### [Your objective]
Output every entry exactly, from the first line to the last.

### [Entries supplied]
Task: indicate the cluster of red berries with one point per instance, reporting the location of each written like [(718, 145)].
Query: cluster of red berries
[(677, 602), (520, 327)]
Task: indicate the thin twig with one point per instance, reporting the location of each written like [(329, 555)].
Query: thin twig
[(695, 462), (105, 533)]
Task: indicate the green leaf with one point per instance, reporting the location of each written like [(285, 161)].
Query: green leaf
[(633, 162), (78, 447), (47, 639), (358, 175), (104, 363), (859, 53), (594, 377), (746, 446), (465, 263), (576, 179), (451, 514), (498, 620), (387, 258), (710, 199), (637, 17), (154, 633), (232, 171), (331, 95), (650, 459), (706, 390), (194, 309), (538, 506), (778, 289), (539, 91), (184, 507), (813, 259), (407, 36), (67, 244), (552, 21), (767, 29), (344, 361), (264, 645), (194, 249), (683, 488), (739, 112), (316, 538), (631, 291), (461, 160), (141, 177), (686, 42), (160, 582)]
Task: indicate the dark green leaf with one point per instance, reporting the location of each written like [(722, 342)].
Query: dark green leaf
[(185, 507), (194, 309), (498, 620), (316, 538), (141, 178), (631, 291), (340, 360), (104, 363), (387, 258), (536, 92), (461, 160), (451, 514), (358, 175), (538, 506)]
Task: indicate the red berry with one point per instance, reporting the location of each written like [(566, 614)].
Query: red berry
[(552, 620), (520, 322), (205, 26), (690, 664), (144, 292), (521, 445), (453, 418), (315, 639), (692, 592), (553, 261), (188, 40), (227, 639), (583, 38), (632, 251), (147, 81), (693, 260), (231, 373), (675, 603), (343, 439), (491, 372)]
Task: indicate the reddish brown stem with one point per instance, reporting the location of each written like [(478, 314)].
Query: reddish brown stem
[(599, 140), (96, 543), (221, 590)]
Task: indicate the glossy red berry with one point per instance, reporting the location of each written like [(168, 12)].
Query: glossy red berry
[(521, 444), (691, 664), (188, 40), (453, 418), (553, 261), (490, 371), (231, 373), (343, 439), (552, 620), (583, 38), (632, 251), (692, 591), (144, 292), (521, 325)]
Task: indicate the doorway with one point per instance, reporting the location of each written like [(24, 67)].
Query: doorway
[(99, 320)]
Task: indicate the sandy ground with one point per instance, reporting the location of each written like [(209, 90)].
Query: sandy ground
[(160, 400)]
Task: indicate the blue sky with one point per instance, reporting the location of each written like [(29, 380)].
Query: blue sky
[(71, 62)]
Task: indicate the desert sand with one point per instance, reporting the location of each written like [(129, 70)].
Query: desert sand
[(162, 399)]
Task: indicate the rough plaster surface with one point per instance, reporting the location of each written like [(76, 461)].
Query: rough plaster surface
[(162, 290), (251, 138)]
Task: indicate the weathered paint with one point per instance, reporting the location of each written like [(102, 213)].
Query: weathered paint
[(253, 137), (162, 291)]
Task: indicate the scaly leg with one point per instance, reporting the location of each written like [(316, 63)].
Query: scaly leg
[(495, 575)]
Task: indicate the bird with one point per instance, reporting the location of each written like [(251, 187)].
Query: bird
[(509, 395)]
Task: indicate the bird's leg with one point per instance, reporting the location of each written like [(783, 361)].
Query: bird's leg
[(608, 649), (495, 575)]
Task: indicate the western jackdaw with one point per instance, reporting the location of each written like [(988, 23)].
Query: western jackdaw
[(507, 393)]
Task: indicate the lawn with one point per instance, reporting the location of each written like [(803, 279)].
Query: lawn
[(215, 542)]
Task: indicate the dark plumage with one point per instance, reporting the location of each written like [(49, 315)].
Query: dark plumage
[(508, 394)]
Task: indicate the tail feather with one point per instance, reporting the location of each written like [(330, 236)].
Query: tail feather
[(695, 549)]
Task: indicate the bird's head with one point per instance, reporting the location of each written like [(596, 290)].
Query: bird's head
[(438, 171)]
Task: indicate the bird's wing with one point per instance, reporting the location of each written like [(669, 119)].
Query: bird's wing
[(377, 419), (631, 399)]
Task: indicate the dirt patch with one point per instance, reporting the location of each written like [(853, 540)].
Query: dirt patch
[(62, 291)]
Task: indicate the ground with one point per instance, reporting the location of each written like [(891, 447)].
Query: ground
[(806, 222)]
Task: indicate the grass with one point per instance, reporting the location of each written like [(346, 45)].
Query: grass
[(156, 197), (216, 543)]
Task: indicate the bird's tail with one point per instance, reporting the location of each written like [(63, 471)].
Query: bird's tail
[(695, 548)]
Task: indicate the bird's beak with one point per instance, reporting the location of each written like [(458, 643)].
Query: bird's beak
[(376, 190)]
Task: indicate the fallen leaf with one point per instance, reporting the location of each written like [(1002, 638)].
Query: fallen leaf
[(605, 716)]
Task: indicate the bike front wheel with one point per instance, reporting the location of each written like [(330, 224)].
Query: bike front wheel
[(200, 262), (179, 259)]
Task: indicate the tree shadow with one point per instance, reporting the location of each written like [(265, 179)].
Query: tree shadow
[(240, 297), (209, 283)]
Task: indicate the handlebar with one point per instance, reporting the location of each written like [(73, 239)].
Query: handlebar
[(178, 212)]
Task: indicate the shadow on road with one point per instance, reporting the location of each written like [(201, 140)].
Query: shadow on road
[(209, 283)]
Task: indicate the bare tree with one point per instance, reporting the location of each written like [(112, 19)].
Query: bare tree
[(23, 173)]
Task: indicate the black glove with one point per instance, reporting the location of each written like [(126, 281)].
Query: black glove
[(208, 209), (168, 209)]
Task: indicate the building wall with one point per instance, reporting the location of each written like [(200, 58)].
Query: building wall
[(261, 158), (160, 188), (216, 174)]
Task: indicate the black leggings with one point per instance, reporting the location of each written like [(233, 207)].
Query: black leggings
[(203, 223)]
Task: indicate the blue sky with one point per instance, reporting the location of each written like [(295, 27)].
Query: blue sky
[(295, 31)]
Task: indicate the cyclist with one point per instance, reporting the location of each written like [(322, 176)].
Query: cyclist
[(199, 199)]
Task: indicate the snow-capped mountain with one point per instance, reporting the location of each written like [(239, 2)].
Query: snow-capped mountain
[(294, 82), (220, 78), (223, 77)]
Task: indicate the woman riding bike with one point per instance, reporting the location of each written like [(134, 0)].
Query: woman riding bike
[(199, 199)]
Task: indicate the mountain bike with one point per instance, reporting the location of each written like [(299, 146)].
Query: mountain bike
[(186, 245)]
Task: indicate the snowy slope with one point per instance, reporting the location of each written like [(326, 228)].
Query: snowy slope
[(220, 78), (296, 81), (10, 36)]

### [Result below]
Task: indicate the cluster of red berries with one point per instance, reporting the location of each written like [(718, 145)].
Query: cluster of red berries
[(677, 602), (520, 327)]
Task: indicate the thin twig with one point per instance, reporting the location of each written like [(329, 555)].
Query: thin twig
[(695, 462), (105, 533)]
Task: indicate the green leaf with one point per instance, reporting the location of each written like [(285, 161)].
Query: green leaf
[(633, 162), (78, 447), (47, 639), (358, 175), (104, 363), (859, 53), (594, 377), (746, 446), (465, 263), (576, 179), (451, 514), (498, 620), (387, 258), (710, 199), (637, 17), (154, 633), (232, 171), (331, 95), (650, 459), (706, 390), (194, 309), (538, 506), (778, 289), (539, 91), (184, 507), (813, 259), (407, 36), (67, 244), (552, 21), (767, 29), (344, 361), (264, 645), (194, 249), (683, 488), (739, 112), (316, 538), (631, 291), (461, 160), (141, 177), (686, 42), (160, 582)]
Task: indicate the dark green leaf with one point per instance, reporting the location of each written like [(722, 342)].
Query: dark green leaf
[(185, 507), (194, 309), (498, 620), (316, 538), (141, 178), (631, 291), (340, 360), (104, 363), (387, 258), (536, 92), (461, 160), (451, 514), (358, 175), (538, 506)]
Task: indicate the red berry with one point per instance, reporting the location of each written like [(566, 614)].
Query: red berry
[(552, 620), (520, 322), (205, 26), (690, 664), (144, 292), (521, 445), (453, 418), (315, 639), (692, 592), (553, 261), (188, 40), (227, 639), (583, 38), (632, 251), (147, 81), (693, 260), (231, 373), (675, 603), (343, 439), (491, 372)]
Task: indicate the reddish brown stem with one point per instance, reporting the location of each written like [(478, 314)].
Query: reddish brown stem
[(599, 140), (96, 543), (221, 590)]
Task: indicate the glossy red berry with one point per instance, reporting the location of each written like [(168, 12)].
Query: glossy red berry
[(521, 444), (691, 664), (188, 40), (453, 418), (553, 261), (490, 371), (231, 373), (343, 439), (552, 620), (583, 38), (632, 251), (692, 591), (144, 292), (521, 325)]
Task: indicate the doorway with one point per instance, reporting the location of each written like [(24, 67)].
Query: doorway
[(99, 320)]
Task: indicate the sandy ground with one point per instance, reporting the location of each written like [(209, 90)].
Query: sandy ground
[(160, 400)]
Task: indicate the blue sky with one point per instance, reporting the location of each written like [(29, 380)].
Query: blue sky
[(71, 62)]
Task: indicate the desert sand with one point per instance, reporting the location of each written like [(129, 70)].
Query: desert sand
[(162, 399)]
Task: indicate the rough plaster surface with one point per instance, reporting the location of each written like [(76, 461)].
Query: rough plaster surface
[(162, 290), (251, 138)]
Task: indicate the weathered paint with one point per instance, reporting the location of each written like [(102, 213)].
Query: weathered paint
[(253, 137), (162, 291)]
Task: indicate the scaly leg with one point per instance, reporting the location of each written like [(316, 63)].
Query: scaly leg
[(495, 575)]
Task: indicate the bird with one point per instance, reporting the location of each written like [(251, 187)].
Query: bird
[(509, 395)]
Task: indicate the bird's leg with one point per instance, reporting the location of each written like [(783, 361)].
Query: bird's leg
[(608, 649), (495, 575)]
Task: indicate the western jackdaw with one point per instance, reporting the location of each written like [(988, 23)].
Query: western jackdaw
[(507, 393)]
Task: indicate the lawn with one point per instance, reporting the location of each written like [(803, 279)].
Query: lawn
[(215, 542)]
Task: indicate the dark plumage with one point per instance, reporting the location of each written like [(49, 315)].
Query: dark plumage
[(508, 394)]
Task: indicate the tail feather with one point per instance, reporting the location of each written like [(330, 236)].
Query: tail feather
[(695, 549)]
Task: indicate the bird's head with one point per instance, reporting the location of each written like [(596, 290)].
Query: bird's head
[(438, 171)]
Task: indicate the bird's wing with one point per instance, reporting the location of each written like [(669, 119)].
Query: bird's wing
[(377, 419), (631, 399)]
Task: indicate the dirt patch with one point per instance, reporting the location of each written like [(853, 540)].
Query: dirt patch
[(62, 291)]
Task: indicate the ground with one point per instance, reporting the location of each written like [(891, 447)].
Query: ground
[(806, 222)]
Task: indicate the grass with one point per instance, reporting the location of each written like [(346, 45)].
Query: grass
[(156, 197), (216, 543)]
Task: indicate the bird's tail with one point per instance, reporting the location of each written like [(63, 471)].
Query: bird's tail
[(695, 548)]
Task: indicate the bird's beak with one point per instance, reporting the location of each written like [(458, 643)].
Query: bird's beak
[(376, 190)]
Task: indicate the fallen leaf with one point per instance, reporting the location of each written like [(1002, 638)].
Query: fallen leaf
[(605, 716)]
Task: indicate the bike front wheel with one point per instance, reporting the location of each written like [(330, 224)].
Query: bike front wheel
[(200, 262), (179, 259)]
Task: indicate the tree shadow with one point per instance, reporting the location of each written like [(265, 179)].
Query: tree shadow
[(240, 297), (209, 283)]
Task: indicate the handlebar with one point per instance, reporting the location of each written like [(73, 239)].
Query: handlebar
[(178, 212)]
Task: indicate the shadow on road with one point per instance, reporting the location of each written like [(201, 140)].
Query: shadow on road
[(209, 283)]
Task: indicate the bare tree with one point per instance, reporting the location of each written like [(112, 19)].
Query: bare tree
[(23, 173)]
Task: indicate the black glove with one point per instance, reporting the location of each written like [(126, 281)].
Query: black glove
[(208, 209), (168, 209)]
Task: indicate the building wall with one point per instance, reporting the location of each written like [(200, 58)].
Query: building wall
[(261, 158), (160, 188), (216, 174)]
Task: indicate the black leggings with one point per instance, reporting the location of each written like [(233, 207)].
Query: black leggings
[(203, 223)]
Task: indicate the blue sky with one point per instance, reporting the location of each written like [(295, 27)].
Query: blue sky
[(295, 31)]
Task: indicate the cyclist with one point per instance, reporting the location of each written like [(322, 176)].
Query: cyclist
[(199, 199)]
Task: indicate the snow-capped mountain with one point per instance, reporting the location of each written like [(239, 2)].
Query: snow-capped mountain
[(294, 82), (220, 78), (223, 77)]
Task: indicate the woman riding bike with one point per instance, reporting the location of each written like [(134, 0)].
Query: woman riding bike
[(199, 199)]
Task: indicate the mountain bike with one point per instance, reporting the location of each written like [(299, 146)].
Query: mountain bike
[(186, 245)]
Task: indicate the snowy slope with one point per instance, reporting the location of each written like [(326, 228)].
Query: snowy slope
[(220, 78), (296, 81), (10, 36)]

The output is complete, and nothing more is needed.